-- begin --
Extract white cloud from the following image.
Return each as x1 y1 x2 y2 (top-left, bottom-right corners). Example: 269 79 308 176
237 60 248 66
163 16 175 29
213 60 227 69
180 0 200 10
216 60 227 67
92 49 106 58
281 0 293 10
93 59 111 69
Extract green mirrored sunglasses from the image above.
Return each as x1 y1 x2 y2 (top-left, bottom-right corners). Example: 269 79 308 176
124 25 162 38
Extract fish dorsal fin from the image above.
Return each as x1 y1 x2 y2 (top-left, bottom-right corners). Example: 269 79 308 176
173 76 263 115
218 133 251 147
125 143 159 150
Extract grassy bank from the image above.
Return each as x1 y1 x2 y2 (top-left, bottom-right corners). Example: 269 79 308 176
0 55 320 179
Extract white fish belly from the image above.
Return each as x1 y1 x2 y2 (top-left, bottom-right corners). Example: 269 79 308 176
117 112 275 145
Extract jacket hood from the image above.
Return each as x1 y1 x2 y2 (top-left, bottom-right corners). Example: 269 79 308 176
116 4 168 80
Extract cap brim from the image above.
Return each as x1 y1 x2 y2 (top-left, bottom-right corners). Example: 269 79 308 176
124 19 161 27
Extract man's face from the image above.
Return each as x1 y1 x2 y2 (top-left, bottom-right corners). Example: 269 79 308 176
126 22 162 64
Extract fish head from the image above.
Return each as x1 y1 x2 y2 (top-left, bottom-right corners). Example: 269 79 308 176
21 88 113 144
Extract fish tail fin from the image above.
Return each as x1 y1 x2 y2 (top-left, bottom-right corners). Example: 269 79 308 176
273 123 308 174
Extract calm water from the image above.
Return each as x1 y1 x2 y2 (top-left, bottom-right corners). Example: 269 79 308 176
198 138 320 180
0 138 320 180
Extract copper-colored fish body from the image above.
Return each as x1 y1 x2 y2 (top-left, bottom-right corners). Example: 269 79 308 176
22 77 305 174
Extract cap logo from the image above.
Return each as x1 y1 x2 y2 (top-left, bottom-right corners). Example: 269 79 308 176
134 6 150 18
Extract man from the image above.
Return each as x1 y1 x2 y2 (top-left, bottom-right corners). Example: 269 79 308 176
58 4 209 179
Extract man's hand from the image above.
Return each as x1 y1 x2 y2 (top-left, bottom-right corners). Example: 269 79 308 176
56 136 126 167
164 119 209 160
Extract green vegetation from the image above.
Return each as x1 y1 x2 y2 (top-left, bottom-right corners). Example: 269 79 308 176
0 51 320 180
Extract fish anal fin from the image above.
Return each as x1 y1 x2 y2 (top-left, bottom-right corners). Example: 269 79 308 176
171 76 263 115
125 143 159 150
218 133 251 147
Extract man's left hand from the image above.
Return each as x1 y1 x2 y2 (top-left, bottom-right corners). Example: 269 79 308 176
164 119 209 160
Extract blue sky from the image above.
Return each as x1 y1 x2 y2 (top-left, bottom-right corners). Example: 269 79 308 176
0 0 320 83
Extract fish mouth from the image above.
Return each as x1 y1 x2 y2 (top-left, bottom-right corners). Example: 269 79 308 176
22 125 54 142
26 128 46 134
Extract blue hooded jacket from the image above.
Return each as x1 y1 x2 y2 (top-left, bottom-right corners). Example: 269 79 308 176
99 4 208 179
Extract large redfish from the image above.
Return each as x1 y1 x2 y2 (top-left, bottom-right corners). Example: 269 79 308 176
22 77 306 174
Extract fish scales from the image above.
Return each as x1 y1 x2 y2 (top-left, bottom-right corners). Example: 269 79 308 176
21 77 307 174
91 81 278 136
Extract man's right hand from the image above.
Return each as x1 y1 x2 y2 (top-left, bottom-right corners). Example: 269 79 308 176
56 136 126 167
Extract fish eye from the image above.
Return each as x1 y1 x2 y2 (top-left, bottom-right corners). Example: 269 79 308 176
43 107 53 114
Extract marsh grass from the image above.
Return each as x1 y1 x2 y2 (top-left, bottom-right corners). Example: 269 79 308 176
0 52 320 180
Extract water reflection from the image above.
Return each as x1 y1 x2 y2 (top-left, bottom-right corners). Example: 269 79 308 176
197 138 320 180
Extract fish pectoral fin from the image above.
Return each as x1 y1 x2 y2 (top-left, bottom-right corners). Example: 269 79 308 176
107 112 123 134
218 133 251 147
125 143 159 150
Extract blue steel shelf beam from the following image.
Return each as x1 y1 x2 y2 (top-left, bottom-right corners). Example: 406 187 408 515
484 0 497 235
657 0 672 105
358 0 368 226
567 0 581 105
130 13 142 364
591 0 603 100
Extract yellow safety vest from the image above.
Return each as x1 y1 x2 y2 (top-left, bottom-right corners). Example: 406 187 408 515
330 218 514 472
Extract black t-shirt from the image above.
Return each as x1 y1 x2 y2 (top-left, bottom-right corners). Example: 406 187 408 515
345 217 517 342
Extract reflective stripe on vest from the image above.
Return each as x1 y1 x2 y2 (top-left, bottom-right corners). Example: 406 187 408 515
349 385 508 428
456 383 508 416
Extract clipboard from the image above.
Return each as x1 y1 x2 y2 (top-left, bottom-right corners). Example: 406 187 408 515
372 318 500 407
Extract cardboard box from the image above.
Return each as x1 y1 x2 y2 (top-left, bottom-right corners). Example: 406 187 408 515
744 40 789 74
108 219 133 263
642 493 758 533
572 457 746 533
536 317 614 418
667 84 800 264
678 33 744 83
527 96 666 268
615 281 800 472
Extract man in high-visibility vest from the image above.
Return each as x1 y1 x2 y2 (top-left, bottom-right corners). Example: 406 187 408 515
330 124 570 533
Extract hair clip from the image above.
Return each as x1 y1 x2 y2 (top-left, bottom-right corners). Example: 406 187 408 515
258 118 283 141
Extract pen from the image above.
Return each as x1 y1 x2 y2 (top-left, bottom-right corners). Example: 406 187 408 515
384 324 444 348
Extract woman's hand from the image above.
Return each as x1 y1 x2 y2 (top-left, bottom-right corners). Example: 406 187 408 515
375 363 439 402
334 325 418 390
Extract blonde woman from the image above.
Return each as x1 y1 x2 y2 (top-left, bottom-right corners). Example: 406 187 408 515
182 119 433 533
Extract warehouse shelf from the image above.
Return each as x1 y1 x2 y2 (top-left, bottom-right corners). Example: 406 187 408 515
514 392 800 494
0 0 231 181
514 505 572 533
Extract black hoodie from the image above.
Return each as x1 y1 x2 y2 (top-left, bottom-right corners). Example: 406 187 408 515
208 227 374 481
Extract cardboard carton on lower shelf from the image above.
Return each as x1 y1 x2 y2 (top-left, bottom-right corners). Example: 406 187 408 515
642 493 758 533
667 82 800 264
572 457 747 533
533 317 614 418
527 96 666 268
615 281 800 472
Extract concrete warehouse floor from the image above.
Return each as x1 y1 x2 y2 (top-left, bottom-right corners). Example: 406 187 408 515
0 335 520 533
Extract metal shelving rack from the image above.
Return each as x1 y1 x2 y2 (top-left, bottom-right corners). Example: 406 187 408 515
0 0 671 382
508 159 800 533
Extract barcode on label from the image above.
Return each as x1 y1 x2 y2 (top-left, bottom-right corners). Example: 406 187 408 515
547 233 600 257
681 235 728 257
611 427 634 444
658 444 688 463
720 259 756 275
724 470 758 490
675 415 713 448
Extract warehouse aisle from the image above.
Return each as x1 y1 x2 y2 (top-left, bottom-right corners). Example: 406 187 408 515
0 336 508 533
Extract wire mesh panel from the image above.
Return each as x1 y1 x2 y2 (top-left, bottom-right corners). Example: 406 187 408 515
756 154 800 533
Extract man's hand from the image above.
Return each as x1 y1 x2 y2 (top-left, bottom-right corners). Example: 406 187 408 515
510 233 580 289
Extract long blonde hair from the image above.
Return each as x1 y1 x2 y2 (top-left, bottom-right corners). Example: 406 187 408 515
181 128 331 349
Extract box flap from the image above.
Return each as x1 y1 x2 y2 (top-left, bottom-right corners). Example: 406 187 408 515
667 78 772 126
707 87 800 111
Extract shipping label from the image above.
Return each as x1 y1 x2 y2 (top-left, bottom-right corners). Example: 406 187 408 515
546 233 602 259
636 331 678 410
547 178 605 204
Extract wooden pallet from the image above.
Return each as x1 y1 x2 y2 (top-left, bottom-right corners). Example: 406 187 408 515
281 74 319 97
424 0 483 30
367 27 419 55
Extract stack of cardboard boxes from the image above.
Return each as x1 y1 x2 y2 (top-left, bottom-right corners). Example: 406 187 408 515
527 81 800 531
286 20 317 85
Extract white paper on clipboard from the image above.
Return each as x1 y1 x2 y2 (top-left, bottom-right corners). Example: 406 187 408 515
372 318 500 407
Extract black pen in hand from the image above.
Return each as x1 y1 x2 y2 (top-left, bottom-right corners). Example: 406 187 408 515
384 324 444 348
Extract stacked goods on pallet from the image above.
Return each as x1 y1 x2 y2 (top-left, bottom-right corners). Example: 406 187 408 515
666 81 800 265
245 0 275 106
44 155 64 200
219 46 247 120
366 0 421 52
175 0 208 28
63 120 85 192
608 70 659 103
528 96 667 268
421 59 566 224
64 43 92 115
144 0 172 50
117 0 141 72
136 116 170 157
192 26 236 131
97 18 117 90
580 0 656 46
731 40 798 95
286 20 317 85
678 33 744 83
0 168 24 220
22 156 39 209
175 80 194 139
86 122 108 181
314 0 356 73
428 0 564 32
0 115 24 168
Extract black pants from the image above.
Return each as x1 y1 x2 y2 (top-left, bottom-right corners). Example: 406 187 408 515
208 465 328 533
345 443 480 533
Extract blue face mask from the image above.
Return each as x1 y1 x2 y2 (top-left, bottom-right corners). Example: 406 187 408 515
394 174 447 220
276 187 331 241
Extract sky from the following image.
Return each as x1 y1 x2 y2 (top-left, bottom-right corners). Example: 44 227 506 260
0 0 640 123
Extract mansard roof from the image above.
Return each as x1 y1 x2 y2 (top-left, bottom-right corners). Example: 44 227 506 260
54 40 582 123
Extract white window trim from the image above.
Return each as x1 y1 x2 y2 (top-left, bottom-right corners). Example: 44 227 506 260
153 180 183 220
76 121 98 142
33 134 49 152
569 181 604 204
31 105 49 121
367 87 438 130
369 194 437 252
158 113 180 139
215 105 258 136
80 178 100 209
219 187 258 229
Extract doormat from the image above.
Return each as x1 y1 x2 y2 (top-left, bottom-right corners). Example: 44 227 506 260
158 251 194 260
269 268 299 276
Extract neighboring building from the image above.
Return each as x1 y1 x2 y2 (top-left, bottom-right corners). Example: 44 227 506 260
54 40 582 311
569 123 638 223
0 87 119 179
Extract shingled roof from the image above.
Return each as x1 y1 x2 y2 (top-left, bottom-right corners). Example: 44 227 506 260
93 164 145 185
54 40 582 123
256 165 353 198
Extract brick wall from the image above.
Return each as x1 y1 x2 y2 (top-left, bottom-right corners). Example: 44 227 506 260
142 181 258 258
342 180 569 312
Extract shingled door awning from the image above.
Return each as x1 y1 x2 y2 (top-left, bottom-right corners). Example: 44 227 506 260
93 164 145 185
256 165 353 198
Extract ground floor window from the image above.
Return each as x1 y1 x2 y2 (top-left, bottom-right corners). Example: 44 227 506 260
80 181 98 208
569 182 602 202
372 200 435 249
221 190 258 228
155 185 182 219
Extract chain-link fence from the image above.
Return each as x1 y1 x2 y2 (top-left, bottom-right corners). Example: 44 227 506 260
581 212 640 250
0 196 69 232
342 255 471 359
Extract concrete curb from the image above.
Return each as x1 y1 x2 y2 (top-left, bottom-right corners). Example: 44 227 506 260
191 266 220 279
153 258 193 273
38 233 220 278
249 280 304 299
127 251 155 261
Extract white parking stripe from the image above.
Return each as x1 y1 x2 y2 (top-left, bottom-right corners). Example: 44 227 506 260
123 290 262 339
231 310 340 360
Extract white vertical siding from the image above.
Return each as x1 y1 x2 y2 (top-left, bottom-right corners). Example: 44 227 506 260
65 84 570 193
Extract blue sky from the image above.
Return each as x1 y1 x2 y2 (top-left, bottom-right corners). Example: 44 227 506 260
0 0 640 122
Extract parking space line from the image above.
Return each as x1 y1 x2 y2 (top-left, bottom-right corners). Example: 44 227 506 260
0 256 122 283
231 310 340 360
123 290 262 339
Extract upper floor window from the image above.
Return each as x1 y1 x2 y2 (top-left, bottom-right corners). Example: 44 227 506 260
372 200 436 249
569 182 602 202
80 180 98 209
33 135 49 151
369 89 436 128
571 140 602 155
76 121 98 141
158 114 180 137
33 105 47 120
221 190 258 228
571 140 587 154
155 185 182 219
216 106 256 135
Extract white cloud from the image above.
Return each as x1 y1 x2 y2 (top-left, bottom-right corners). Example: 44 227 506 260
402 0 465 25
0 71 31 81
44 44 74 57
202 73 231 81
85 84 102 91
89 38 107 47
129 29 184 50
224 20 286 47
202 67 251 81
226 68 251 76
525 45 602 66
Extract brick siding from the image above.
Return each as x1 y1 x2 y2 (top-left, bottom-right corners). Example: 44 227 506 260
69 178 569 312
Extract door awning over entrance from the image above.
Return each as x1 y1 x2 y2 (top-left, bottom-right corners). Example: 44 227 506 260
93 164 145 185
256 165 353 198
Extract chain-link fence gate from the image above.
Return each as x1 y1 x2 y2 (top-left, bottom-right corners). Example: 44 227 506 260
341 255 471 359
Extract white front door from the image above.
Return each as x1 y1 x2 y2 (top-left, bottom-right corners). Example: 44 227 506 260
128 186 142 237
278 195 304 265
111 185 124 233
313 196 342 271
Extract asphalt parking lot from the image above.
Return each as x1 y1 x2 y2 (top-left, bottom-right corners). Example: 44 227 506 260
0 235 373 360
-- end --
REQUIRED WORK: How many lines in the rows above contain the word "roof"? Give only the number.

ANSWER TO THIS TASK: 2